- Texte à lire:
▼

En Russie, des régions particulièrement touchées par le VIH tirent la sonnette d'alarme. En cause, un manque de moyens et les ravages de la désinformation.
Dans certaines régions de Russie, la situation sanitaire est alarmante. C'est notamment le cas à Ekaterinbourg - la quatrième ville du pays (env. 1,5 millions d'habitant) - capitale de l'oblast de Sverdvlosk, dans l'Oural. Récemment interviewée par le média russe Courrier de Russie), la première adjointe du directeur du département pour la santé de la mairie, Tatiana Savinova, a déclaré :
Nous avons officiellement annoncé une épidémie de VIH dans la ville. (...) Mais les chiffres réels sont plus élevés.
De son côté, le maire d'Ekaterinbourg, Evgueni Roïzman, a tenu a souligner que cette réalité est valable pour l'ensemble de la Russie :
Ne vous faites pas d’illusions : la situation est la même dans tout le pays. Simplement, nous travaillons sur le dépistage, et nous n’avons pas peur d’en parler.
Et d'ajouter que cette épidémie est en grande partie due à "la narco-catastrophe de l’héroïne de la fin des années 1990-début des années 2000".

▲

- Matériel fourni:
▼

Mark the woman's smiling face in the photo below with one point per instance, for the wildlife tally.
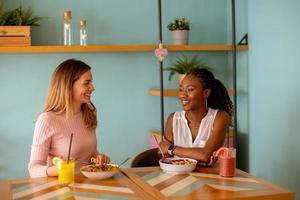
(83, 88)
(191, 93)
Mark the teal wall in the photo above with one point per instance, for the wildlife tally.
(126, 112)
(274, 29)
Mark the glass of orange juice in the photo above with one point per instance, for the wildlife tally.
(228, 162)
(66, 171)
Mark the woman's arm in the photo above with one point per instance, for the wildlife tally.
(168, 137)
(214, 142)
(37, 166)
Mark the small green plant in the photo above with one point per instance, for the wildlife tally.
(179, 24)
(183, 64)
(18, 17)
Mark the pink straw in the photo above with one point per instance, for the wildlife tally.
(70, 146)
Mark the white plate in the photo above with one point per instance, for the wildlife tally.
(180, 169)
(98, 175)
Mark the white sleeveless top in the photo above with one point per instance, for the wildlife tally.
(182, 135)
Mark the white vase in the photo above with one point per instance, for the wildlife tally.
(180, 37)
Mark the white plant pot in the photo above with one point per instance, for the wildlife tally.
(180, 37)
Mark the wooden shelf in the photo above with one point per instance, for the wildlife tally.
(174, 92)
(116, 48)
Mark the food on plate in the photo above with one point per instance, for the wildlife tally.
(177, 161)
(94, 167)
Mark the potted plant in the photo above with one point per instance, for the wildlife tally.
(15, 26)
(183, 64)
(180, 31)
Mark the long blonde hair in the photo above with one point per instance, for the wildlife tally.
(59, 98)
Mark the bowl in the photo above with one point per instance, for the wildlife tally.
(100, 174)
(178, 165)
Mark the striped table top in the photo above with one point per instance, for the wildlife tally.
(204, 184)
(116, 188)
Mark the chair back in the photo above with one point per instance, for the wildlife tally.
(146, 158)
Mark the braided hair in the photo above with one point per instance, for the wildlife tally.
(219, 98)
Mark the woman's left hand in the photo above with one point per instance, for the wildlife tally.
(165, 146)
(102, 159)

▲

- Objectif de la tâche:
Pourriez-vous poursuivre le texte sur l'épidémie de VIH en Russie à partir de sa dernière phrase ?

- Résultat attendu:
Niveau critique de contamination
Selon les services de santé locaux, 1,8% de la population serait atteinte du VIH, soit 1 personne sur 50. Les deux principaux mode de contamination seraient l’échange de seringues entre toxicomanes (52%) et les rapports sexuels (46%), bien que l'on assiste à une augmentation des contaminations par ce dernier vecteur, précise Tatiana Savinova.
D'autres régions sont également gravement touchées par le VIH. Ainsi, selon les chiffres du ROSSTAT (l'équivalent de l'INSEE) et ceux du Centre fédéral de lutte contre le sida, 0,6% de la population serait atteinte du VIH. Cependant, 10 régions, dont celle de Sverdvlosk, auraient atteint un niveau critique de contamination, rapporte TACC, l'une des principales agences de presse russes.
De fait, la Russie est l'un des rares pays au monde où les contaminations au VIH continuent de progresser au rythme de 10 à 15% par an alors que l'épidémie a été maîtrisée en Afrique subsaharienne. Pourtant, pour Vadim Pokrovski, le directeur du Centre fédéral de lutte contre le sida, les mesures pour endiguer l'épidémie sont bien connues : pour les toxicomanes, proposer des thérapies de substitution aux opiacés (TSO) et mettre en place un vaste programme de distribution de seringues à usage unique ; pour l'ensemble de la population, introduire des cours d’éducation sexuelle, mettre en place de vaste campagne de prévention et sensibiliser à l'usage du préservatif (premier rempart contre le VIH). S'agissant des personnes séropositives, seules 20% d'entre elles ont accès à un traitement antiviral.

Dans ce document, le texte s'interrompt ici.